------ Material for this task

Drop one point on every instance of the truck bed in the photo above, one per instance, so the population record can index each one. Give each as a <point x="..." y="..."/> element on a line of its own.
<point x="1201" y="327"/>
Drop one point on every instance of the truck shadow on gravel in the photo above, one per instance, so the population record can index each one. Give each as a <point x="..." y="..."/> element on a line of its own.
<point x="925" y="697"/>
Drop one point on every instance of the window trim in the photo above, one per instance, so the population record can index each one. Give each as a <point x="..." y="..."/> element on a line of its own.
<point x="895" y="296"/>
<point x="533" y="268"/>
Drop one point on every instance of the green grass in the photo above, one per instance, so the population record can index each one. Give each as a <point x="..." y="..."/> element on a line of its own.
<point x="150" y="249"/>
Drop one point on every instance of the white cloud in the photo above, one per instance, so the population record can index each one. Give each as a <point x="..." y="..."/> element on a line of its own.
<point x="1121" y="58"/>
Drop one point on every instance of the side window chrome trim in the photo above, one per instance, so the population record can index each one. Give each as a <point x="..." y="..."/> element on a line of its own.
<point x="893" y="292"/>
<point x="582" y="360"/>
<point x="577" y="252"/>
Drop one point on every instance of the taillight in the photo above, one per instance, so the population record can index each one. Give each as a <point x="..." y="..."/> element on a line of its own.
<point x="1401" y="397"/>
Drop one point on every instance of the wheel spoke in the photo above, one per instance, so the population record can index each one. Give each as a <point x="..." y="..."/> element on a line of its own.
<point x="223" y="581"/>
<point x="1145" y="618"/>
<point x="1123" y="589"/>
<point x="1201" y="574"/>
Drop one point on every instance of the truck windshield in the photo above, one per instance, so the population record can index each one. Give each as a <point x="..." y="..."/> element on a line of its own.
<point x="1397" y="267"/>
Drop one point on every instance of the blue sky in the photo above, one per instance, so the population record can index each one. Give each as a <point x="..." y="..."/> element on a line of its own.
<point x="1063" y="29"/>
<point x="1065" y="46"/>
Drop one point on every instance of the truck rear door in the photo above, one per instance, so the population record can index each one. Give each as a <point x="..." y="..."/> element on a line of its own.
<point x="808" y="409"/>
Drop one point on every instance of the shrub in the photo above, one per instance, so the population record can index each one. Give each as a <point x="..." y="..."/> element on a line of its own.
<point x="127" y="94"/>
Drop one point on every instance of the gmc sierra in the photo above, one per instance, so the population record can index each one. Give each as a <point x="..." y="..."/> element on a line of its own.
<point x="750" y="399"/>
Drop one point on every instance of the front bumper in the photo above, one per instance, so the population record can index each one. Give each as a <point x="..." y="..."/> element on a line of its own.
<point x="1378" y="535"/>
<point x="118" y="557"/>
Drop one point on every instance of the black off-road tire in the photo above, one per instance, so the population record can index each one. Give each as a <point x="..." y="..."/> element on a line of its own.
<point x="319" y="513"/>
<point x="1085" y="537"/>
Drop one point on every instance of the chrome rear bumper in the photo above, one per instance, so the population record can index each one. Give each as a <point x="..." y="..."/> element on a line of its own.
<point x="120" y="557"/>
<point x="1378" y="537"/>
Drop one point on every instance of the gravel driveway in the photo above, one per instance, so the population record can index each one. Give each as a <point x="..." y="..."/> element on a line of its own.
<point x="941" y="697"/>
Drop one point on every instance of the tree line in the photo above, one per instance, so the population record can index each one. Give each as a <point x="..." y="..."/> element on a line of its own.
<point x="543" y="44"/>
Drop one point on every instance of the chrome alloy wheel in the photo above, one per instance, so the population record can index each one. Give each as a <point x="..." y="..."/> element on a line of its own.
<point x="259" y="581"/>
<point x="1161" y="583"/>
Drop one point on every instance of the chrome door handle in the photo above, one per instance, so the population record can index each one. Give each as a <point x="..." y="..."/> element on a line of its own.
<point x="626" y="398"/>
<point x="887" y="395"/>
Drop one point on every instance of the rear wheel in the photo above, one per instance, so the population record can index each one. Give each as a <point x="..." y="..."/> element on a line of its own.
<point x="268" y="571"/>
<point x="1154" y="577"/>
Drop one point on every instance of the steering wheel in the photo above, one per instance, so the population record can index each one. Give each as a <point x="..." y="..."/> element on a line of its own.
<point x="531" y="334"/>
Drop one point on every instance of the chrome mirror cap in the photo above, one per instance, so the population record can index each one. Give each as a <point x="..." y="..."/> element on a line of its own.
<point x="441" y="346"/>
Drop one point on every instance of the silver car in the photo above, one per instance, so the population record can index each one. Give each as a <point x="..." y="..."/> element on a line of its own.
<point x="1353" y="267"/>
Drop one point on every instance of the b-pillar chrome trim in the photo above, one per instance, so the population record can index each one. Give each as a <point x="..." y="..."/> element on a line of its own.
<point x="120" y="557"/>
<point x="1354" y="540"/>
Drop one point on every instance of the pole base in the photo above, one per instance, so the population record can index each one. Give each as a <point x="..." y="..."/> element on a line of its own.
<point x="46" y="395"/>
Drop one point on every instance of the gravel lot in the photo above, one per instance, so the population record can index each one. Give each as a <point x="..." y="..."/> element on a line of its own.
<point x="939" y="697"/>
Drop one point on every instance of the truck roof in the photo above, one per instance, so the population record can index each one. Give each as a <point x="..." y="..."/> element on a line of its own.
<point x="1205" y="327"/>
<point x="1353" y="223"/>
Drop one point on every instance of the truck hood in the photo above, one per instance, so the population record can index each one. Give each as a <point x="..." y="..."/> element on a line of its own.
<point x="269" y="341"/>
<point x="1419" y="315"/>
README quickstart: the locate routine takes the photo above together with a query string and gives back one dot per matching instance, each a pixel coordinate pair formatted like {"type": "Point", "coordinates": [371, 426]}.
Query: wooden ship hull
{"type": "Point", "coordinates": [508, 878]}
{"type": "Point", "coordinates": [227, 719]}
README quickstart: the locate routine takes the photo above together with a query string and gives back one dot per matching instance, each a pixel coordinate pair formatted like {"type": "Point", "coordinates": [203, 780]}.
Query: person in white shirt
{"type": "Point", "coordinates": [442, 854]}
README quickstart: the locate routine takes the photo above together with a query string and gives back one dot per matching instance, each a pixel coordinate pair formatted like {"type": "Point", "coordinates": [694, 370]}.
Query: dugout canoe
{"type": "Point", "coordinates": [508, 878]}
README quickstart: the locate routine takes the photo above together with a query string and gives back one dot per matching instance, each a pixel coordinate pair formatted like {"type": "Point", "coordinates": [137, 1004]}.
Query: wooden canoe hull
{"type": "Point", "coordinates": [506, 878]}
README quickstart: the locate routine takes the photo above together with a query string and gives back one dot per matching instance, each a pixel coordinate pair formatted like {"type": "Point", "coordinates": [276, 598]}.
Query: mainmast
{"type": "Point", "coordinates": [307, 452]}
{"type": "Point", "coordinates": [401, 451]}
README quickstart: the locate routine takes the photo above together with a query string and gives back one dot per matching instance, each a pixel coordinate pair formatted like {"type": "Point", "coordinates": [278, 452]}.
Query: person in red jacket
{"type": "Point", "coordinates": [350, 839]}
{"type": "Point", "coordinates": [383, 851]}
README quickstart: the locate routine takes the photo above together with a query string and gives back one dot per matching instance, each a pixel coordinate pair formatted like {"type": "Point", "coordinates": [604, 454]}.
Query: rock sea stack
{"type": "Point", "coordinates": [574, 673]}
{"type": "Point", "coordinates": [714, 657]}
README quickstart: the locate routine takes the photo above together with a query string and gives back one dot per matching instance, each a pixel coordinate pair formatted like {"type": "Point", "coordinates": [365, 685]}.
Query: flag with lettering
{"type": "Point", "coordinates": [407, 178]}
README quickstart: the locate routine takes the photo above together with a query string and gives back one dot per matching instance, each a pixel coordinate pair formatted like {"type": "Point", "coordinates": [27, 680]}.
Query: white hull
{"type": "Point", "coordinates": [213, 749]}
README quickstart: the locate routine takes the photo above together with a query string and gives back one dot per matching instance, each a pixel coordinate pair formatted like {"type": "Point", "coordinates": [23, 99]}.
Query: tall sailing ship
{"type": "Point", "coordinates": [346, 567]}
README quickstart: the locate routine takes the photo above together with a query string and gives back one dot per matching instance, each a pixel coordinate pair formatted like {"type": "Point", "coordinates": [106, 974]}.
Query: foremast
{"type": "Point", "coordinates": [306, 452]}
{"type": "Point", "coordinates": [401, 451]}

------------

*Description of the task*
Could you give again exactly the lines from the line containing "Query: rock sea stack" through the final line of the data above, and no others?

*Answer space*
Query: rock sea stack
{"type": "Point", "coordinates": [574, 673]}
{"type": "Point", "coordinates": [714, 657]}
README quickstart: the locate routine takes the photo above together with a query string and gives back one dot per matching instance, each a pixel coordinate pair formatted like {"type": "Point", "coordinates": [365, 685]}.
Query: flag with lettering
{"type": "Point", "coordinates": [407, 178]}
README quickstart: the locate routine takes the photo above together with a query string and gives back one dot per matching instance, each a pixel coordinate pair formatted like {"type": "Point", "coordinates": [27, 680]}.
Query: white hull
{"type": "Point", "coordinates": [213, 749]}
README quickstart: the locate routine takes the photo above together with a query string and gives back one dot per matching instance, each a pixel coordinate pair formatted like {"type": "Point", "coordinates": [23, 99]}.
Query: tall sailing ship
{"type": "Point", "coordinates": [346, 567]}
README quickstart: the locate routine takes the photo above together with a query string and gives back one dot per matching instance, each a pixel coordinate pair formatted like {"type": "Point", "coordinates": [106, 974]}.
Query: foremast
{"type": "Point", "coordinates": [306, 452]}
{"type": "Point", "coordinates": [401, 451]}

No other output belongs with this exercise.